--- WORK TASK ---
Return each of the entries below precisely as it appears.

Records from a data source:

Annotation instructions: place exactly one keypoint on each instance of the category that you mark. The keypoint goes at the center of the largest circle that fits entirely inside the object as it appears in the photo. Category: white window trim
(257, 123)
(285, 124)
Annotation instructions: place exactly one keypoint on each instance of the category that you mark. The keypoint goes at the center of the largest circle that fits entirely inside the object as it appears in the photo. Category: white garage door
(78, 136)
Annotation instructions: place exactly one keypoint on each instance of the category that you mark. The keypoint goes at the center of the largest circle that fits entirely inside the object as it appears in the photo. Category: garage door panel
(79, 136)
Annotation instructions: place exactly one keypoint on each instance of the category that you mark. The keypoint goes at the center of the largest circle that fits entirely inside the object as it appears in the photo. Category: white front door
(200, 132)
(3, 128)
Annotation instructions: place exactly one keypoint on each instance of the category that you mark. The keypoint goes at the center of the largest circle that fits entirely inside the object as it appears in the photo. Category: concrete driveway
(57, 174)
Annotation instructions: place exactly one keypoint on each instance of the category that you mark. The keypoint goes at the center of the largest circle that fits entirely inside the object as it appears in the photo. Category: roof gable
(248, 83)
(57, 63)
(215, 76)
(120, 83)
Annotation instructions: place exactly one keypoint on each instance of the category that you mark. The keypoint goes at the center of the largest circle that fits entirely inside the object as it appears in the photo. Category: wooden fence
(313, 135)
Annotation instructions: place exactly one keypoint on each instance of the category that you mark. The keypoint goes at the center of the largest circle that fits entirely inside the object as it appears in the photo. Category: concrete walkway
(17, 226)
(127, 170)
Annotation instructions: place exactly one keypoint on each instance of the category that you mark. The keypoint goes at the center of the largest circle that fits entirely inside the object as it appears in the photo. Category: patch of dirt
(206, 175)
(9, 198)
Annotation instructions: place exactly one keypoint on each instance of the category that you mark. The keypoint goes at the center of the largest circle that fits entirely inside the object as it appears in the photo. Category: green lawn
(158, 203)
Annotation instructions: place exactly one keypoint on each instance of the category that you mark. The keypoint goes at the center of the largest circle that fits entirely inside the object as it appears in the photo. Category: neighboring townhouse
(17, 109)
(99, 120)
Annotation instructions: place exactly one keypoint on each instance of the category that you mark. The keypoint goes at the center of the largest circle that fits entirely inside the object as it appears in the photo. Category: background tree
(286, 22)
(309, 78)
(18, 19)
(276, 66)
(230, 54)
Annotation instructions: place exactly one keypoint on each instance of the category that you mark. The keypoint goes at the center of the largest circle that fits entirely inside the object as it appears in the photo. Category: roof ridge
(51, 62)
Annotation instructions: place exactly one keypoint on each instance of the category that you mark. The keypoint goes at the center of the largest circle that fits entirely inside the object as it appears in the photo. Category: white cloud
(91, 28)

--- RESPONSE TO THIS EXERCISE ---
Annotation instructions: place exactly one keypoint on each instance of the category that you mark. The keypoint goes at the center of the largest circle that fits entirely inside the object as it appears in the photo. Category: white window trim
(257, 123)
(285, 124)
Annotation instructions: place exactly one keypoint on each instance of the category that you mark. The keypoint goes at the center of the largest circle that fits entirely inside the object as it appears in the photo. Category: white garage door
(78, 136)
Annotation instructions: place exactly one keypoint on each instance of the category that you mark. The keypoint goes at the center of the largest circle that fits entirely inside the object as it appears in the photo. Category: garage door panel
(79, 136)
Annotation instructions: place exactly one keypoint on each instance of the category that you mark. The keypoint goes at the center of the largest circle that fits entirely inside the object as it appears in the photo. Category: white front door
(200, 132)
(3, 128)
Annotation instructions: place exactly one keypoint on each instance of the category that you mark. The keypoint goes at the center of the largest circle that fits entirely inside the object as it appears in the photo. Category: concrete driveway
(57, 174)
Annotation instructions: place exactly one keypoint on each instance of the category that you mark. The keypoint goes at the center of the largest circle that fits entirely inside the object as it appears in the photo. Category: roof gable
(248, 83)
(57, 63)
(215, 76)
(120, 83)
Annotation instructions: place exactly one keypoint on each instance of the category that you mark. The keypoint goes at the center of the largest circle that fits entirely inside the object as it appears in the photo. Category: wooden fence
(313, 135)
Annotation instructions: place exactly one keypoint on each instance of the category that you mark. The keypoint goes at the center of the largest circle that fits entirely inside the object as it appears in the photo. Category: concrete walkway
(17, 226)
(127, 170)
Annotation instructions: place exactly one keypoint on each instance of the category that you mark. The keypoint goes at the center of the largest circle that fits entirely inside the object as it appears in the photo. Category: patch of dirt
(206, 175)
(9, 198)
Annotation instructions: place exactly one keypoint on each instance of the category that you mark. The keypoint goes at the center of the largest circle that fits entirely inside the object as it appears in the photo. Category: green lawn
(158, 203)
Annotation instructions: place exactly one keypoint on each instance of the category that you mark. The keypoint goes at the center of the largest circle that fits entirely inside the object as it appears in the photo. Category: neighboring townhouse
(17, 109)
(99, 120)
Annotation instructions: place exactly one keypoint on each instance of the category that you mark. The keypoint goes at the center of the largest circle that fits entirely inside the object as it appears in the photo. Category: background tree
(286, 22)
(309, 78)
(18, 19)
(276, 66)
(230, 54)
Annotation instructions: place exactly one keypoint on each instance of the category that you mark. The keypoint goes at the center of the largest circle that fits entirely inside the object as it appears in the photo. Category: roof ridge
(51, 62)
Annotation instructions: place exactly one keypoint on each instance of the category that you mark. The keypoint goes at the center of the largest circle that fits entirely inside the object as it appears in the photo. Category: white cloud
(91, 28)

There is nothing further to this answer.